=== Begin Enclosure ===
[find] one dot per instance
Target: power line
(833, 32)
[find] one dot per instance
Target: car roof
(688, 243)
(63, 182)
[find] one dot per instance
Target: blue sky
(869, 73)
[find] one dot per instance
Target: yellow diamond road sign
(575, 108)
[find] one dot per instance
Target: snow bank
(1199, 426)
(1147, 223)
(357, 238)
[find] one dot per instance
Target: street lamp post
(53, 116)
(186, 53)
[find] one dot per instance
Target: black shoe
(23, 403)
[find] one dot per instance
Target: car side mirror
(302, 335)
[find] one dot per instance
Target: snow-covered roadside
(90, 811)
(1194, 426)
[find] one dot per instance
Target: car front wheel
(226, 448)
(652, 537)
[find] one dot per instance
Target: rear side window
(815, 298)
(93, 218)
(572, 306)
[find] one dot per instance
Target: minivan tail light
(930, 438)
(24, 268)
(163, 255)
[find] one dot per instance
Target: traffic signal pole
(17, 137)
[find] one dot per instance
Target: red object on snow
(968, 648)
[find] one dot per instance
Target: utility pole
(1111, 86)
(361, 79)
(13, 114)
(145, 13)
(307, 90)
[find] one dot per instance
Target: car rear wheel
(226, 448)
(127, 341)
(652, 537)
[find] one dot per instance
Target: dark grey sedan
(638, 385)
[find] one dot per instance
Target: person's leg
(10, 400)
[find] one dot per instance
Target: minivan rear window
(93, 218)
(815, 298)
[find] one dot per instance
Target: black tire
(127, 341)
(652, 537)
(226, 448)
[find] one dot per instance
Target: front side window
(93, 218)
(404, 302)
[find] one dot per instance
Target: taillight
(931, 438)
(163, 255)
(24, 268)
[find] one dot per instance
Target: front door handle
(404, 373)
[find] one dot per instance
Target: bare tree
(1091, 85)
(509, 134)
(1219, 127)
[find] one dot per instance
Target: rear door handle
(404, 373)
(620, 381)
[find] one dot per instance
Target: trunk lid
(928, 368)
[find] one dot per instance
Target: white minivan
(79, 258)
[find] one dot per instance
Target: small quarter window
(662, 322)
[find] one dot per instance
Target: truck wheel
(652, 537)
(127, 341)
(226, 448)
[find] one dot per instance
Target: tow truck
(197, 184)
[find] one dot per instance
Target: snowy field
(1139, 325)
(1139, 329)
=== End Enclosure ===
*Task to carry out*. The whole listing should be transcribed word for word.

*Your solution*.
[find] one dot per instance
Target: power line
(833, 32)
[find] one dot per instance
Target: car roof
(688, 243)
(63, 182)
[find] one dot per instance
Target: blue sky
(869, 73)
[find] one dot per instance
Target: yellow diamond road sign
(575, 108)
[find] one dot per instance
Target: snow bank
(1199, 426)
(1147, 223)
(357, 238)
[find] one dot per instance
Target: street lamp post
(53, 116)
(186, 53)
[find] one dot per instance
Target: black shoe
(23, 403)
[find] one dot per instance
Target: car side mirror
(302, 335)
[find] one dot per instance
Target: snow-covered roadside
(90, 811)
(1194, 426)
[find] one dot per instance
Target: car front wheel
(226, 448)
(652, 537)
[find] one dot per instance
Target: rear side window
(815, 298)
(93, 218)
(572, 306)
[find] one dot per instance
Target: minivan tail light
(930, 438)
(24, 268)
(163, 255)
[find] one dot per instance
Target: traffic signal pole
(17, 137)
[find] one dot per instance
Target: red object on snow
(968, 648)
[find] one dot per instance
Target: utility pole
(1111, 86)
(361, 79)
(13, 114)
(145, 13)
(307, 90)
[find] one dot per instance
Target: car rear wheel
(226, 448)
(127, 341)
(652, 537)
[find] one dot per instance
Target: dark grey sedan
(638, 385)
[find] one dot per instance
Target: person's leg
(10, 400)
[find] one dot per instance
Target: minivan rear window
(93, 218)
(815, 298)
[find] one dot per instance
Target: black tire
(127, 341)
(652, 537)
(226, 448)
[find] one dot per instance
Target: front side window
(93, 218)
(404, 302)
[find] one dot per instance
Target: taillight
(931, 438)
(163, 255)
(24, 268)
[find] one dot per instance
Target: front door handle
(404, 373)
[find] one dot per instance
Target: bare tree
(1091, 85)
(509, 134)
(1219, 127)
[find] one dot per instance
Target: rear door handle
(404, 373)
(620, 381)
[find] one dot per instance
Target: trunk lid
(928, 368)
[find] one dot per instance
Target: white minivan
(79, 258)
[find] one dot per instance
Target: small quarter window
(662, 322)
[find] one dot per instance
Target: truck wheel
(652, 537)
(127, 341)
(226, 448)
[find] one dot per instance
Target: tow truck
(197, 184)
[find] one dot per instance
Target: snowy field
(1139, 325)
(1139, 329)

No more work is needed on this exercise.